**Exercise description:** Return each of the items below verbatim, keeping every line unchanged and in its original order.

**Input records:**
═══

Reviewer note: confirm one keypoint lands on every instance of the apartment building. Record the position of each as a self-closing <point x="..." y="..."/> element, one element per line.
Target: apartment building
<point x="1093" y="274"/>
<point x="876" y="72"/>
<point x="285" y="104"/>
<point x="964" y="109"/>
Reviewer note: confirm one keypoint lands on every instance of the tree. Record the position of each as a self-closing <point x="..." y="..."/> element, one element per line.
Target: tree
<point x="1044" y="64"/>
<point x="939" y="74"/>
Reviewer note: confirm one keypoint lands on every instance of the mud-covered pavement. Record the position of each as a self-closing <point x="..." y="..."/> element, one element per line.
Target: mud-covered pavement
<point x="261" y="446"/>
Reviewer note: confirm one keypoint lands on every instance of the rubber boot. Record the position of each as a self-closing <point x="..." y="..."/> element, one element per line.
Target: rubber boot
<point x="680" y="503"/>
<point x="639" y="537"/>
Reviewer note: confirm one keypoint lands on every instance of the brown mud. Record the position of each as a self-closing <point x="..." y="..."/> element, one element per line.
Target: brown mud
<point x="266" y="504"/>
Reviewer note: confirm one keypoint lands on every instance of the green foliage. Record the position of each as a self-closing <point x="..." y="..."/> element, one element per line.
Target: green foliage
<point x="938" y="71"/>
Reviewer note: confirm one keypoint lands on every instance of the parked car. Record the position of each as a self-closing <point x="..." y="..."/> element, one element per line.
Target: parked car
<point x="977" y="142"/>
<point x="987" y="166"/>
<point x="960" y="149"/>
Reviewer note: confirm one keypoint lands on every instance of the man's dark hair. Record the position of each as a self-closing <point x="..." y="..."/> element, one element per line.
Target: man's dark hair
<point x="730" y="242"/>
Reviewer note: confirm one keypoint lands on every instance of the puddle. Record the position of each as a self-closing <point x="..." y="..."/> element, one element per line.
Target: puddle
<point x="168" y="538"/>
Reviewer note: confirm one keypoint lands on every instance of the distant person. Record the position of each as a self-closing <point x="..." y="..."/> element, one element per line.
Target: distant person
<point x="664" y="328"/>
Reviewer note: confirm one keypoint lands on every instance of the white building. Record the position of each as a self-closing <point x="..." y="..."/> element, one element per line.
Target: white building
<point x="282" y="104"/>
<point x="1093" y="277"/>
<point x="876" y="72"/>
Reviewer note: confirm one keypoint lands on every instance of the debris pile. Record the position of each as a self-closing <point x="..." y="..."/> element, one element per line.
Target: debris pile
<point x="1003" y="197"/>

═══

**The response:**
Reviewer note: confirm one keypoint lands on every instance of the apartment building. Record the position of each as a self-closing <point x="..." y="..."/> element, one element per line.
Target: apartment building
<point x="1093" y="274"/>
<point x="876" y="72"/>
<point x="285" y="104"/>
<point x="964" y="109"/>
Reviewer note: confirm one keypoint lands on every instance of the tree. Record the position of each as a self-closing <point x="..." y="..."/> element, one element per line.
Target: tree
<point x="1044" y="64"/>
<point x="939" y="74"/>
Reviewer note: confirm one keypoint lands on every instance of the mud-covered pavement. Record the position of each as a self-closing <point x="..." y="..."/> element, one element per line.
Target: mud-covered pavement
<point x="261" y="446"/>
Reviewer note: confirm one keypoint lands on every instance of the rubber boot. Record the position of each as a self-closing <point x="..." y="..."/> element, one element per line.
Target: rubber boot
<point x="680" y="503"/>
<point x="639" y="537"/>
Reviewer note: confirm one keypoint lands on every instance of the brown mud. Record the position of each as a self-closing <point x="..." y="..."/> element, one element per line.
Target: brown mud
<point x="266" y="504"/>
Reviewer note: confirm one keypoint lands on every instance of the green foliage. Record the position of each as a self-closing <point x="..." y="..."/> element, one element per line.
Target: green foliage
<point x="938" y="71"/>
Reviewer note: confirm one keypoint lands on every instance of the parked car. Record the position of each as a self-closing <point x="..." y="..."/> element, one element per line.
Target: parked car
<point x="977" y="142"/>
<point x="987" y="166"/>
<point x="960" y="149"/>
Reviewer note: confirm one keypoint lands on every instance of the man's dark hair. Record the position of each as a self-closing <point x="..." y="..."/> element, one element per line.
Target: man's dark hair
<point x="730" y="242"/>
Reviewer note: confirm one keypoint lands on every instance of the puddle. Record the position of each as a self-closing <point x="..." y="..."/> element, one element per line.
Target: puddle
<point x="168" y="538"/>
Reviewer note: confirm one keypoint lands on every instance of the distant person. Record the position of each as a self-closing <point x="..." y="..."/> element, one element per line.
Target: distant person
<point x="664" y="328"/>
Reviewer note: confirm one keypoint lands on every instance of the white building. Record the position of each as a self-closing <point x="..." y="..."/> element, one element per line.
Target: white building
<point x="282" y="104"/>
<point x="1093" y="277"/>
<point x="876" y="72"/>
Reviewer note: confirm one keypoint lands on every instance of the debris pile. Record the position of each as a self-closing <point x="..." y="..."/> element, one element per line.
Target: debris pile
<point x="1003" y="197"/>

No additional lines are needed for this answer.